## Excerpt
==================================================

# Are folks here concerned over robot dogs taking over delivery?



## jeanocelot (Sep 2, 2016)

https://www.concordmonitor.com/March-of-the-robots-25083578


----------



## Pax Collector (Feb 18, 2018)

At least robot dogs won't dip their testicles in your salsa.


----------



## Invisible (Jun 15, 2018)

No because by the time they come to my area, I won't be doing delivery anyways. Doordash already has the robot delivery in CA.

http://fortune.com/2017/03/21/doordash-robots-food-delivery-california/


----------



## amazinghl (Oct 31, 2018)

Nope. Not for a while.


----------



## Launchpad McQuack (Jan 8, 2019)

They're already doing drone delivery in Iceland.

https://www.bbc.com/news/technology-44466353
They took an interesting approach to the software challenges. Instead of developing complicated software for collision avoidance, they worked with the city of Reykjavik to establish "drone corridors" throughout the city. These are air spaces that are kept clear of obstructions where drones have the right of way. That way, the drones don't have to worry about avoiding anything other than other drones. Instead of bringing the delivery directly to your door, it brings it to a dropoff point where you can pick it up. The drone corridors are laid out so that every house is within walking distance of a dropoff point.

==================================================

## Available records

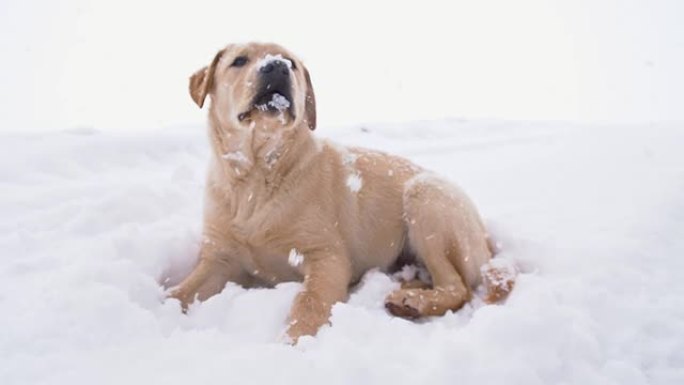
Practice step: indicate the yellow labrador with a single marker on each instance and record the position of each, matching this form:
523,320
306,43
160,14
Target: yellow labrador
282,205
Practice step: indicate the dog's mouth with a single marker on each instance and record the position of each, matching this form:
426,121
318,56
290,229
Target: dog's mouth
273,102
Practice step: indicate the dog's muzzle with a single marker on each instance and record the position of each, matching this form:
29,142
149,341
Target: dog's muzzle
274,92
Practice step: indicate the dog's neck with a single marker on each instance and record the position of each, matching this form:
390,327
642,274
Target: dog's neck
262,152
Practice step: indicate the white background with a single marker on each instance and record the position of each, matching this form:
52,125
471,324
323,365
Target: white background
125,64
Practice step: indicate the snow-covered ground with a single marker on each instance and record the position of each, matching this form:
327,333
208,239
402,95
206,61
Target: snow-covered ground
94,224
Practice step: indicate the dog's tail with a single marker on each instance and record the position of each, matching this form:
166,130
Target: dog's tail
498,275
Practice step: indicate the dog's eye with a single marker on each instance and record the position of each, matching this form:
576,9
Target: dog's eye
239,61
294,65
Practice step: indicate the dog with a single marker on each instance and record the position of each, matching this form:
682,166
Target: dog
283,205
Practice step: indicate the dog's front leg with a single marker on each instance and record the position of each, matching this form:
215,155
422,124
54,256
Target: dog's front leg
326,281
209,277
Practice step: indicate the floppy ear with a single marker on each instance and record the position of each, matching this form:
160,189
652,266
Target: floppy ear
310,102
202,81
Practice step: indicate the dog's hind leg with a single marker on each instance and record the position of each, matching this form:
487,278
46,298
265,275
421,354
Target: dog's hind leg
447,235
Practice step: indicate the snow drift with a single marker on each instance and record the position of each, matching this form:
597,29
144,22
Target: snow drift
94,225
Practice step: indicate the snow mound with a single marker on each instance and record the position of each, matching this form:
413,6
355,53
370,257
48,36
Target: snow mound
95,227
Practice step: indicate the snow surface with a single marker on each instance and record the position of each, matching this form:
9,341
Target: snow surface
94,225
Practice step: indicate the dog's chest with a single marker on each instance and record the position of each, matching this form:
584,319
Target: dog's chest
264,235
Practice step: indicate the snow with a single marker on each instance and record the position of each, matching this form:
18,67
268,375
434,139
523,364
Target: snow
268,59
295,258
95,224
237,156
354,182
279,102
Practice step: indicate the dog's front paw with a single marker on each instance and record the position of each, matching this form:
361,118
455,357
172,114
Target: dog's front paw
308,314
184,299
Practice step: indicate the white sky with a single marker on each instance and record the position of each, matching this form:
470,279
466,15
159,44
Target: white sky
125,64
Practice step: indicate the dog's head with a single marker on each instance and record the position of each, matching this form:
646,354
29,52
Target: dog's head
255,81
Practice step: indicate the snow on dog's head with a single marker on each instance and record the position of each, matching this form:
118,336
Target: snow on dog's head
255,82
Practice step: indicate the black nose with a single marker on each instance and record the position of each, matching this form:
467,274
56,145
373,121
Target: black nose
275,68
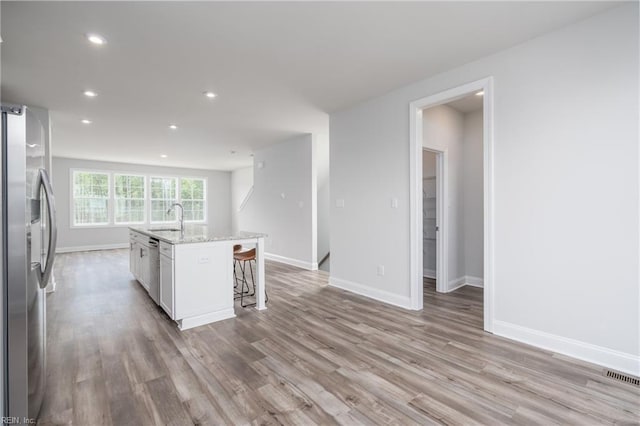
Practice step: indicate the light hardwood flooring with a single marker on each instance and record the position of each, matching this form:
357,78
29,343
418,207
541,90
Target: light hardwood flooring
317,355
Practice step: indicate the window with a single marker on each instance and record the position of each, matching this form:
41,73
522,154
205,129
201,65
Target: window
90,198
129,197
192,196
121,198
163,195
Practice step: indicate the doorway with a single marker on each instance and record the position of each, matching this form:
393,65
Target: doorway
463,242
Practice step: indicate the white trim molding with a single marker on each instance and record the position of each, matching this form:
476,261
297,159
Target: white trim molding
91,248
429,273
372,293
464,281
415,194
310,266
473,281
600,355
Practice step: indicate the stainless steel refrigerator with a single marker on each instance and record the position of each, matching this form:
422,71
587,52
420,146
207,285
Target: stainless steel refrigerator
28,251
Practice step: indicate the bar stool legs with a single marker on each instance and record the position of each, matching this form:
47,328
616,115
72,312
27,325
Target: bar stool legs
240,258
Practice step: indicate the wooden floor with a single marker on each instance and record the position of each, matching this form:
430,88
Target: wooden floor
318,355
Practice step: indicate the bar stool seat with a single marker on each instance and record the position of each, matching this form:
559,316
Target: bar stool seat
241,257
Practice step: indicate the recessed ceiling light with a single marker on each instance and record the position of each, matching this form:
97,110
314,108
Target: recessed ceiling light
96,39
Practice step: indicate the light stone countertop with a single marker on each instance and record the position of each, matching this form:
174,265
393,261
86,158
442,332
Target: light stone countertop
194,234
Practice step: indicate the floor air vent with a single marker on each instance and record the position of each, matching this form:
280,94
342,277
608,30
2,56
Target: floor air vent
623,378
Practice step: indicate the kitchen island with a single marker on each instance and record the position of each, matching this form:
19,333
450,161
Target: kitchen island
190,274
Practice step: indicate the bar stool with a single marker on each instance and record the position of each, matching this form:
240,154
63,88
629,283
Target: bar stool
241,257
236,247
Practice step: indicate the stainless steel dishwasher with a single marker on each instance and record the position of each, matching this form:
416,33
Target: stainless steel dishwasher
154,270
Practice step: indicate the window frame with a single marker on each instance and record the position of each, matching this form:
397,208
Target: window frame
150,200
111,174
204,193
145,199
72,199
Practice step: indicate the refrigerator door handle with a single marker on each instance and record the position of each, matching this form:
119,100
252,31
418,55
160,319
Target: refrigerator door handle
45,183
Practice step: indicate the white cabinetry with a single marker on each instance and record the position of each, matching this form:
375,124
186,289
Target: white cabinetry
167,294
139,258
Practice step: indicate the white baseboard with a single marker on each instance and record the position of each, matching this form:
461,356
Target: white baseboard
373,293
455,284
311,266
198,320
465,280
473,281
606,357
91,248
429,273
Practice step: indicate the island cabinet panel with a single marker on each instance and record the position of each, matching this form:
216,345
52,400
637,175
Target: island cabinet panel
203,279
166,285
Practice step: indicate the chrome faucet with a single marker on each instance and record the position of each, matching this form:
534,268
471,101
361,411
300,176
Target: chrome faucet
181,216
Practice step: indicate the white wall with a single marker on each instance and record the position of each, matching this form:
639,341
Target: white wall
241,184
443,129
218,198
472,179
283,203
321,158
566,236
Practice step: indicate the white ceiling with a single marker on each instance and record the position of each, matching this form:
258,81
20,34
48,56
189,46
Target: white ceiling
278,68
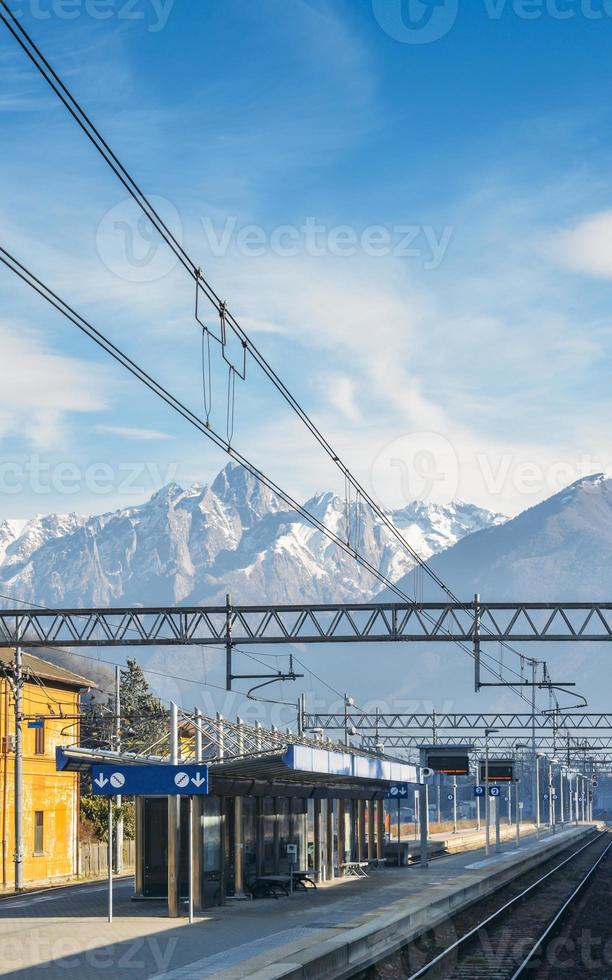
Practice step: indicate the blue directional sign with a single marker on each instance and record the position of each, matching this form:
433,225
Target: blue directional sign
141,780
398,791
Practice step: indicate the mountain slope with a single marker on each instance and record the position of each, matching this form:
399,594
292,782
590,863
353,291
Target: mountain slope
193,546
559,549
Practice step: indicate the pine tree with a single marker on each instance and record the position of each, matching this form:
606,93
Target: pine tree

==================================================

## Written task 1
Count the lines in the listing above that contain the word "window", and give only that number.
## Written task 2
Resume the forum thread about robot delivery, picking up right after its final sentence.

## Answer 1
4

## Answer 2
----------



## Wildgoose (Feb 11, 2019)

People who write those kinds of articles are learning in very funny way on usage of technology in business. I am so tired of their funny thoughts.
Who would use robot dogs in delivery? Business owners are not that stupid. They won't spend high investments on little demands. 
Instead, they will be using robots in producing Pizzas, Hamburgers, and Sandwishes. Business owner will mostly use Robots on Customer's services who will serve with less mistakes, tons of knowledge and very productive without any complaints nor no taking break time.


----------



## Uberdriver2710 (Jul 15, 2015)

Pax Collector said:


> "testicles in your salsa."


----------



## NotanEmployee (Apr 20, 2019)

Invisible said:


> No because by the time they come to my area, I won't be doing delivery anyways. Doordash already has the robot delivery in CA.
> 
> http://fortune.com/2017/03/21/doordash-robots-food-delivery-california/


HAHAHAHA. how many robots go missing before they scrap this idea? i hope these robots are carrying pepper spray! HAHAHAHA?????


----------



## Seamus (Jun 21, 2018)

Why invest major dollars in high tech equipment to deliver happy meals when you can pay new ants $3 and not own or fix anything?


----------



## Woohaa (Jan 15, 2017)

I for one welcome these robot dog overlords.


----------



## Drizzle (Jan 1, 2018)

Not at all concerned, if im still doing deliveries when that kind of tech is around ill kill myself.


----------



## Uber1111uber (Oct 21, 2017)

Who's gonna clean all up all the robotic dog poop in the cities? ?


----------



## CZ75 (Aug 10, 2018)

So how do robot dogs handle apartment buildings with gate codes and security locks with key card entry? Or is this finally when the delivery services abandon _deliver to door?_ Lame!


----------



## Pax Collector (Feb 18, 2018)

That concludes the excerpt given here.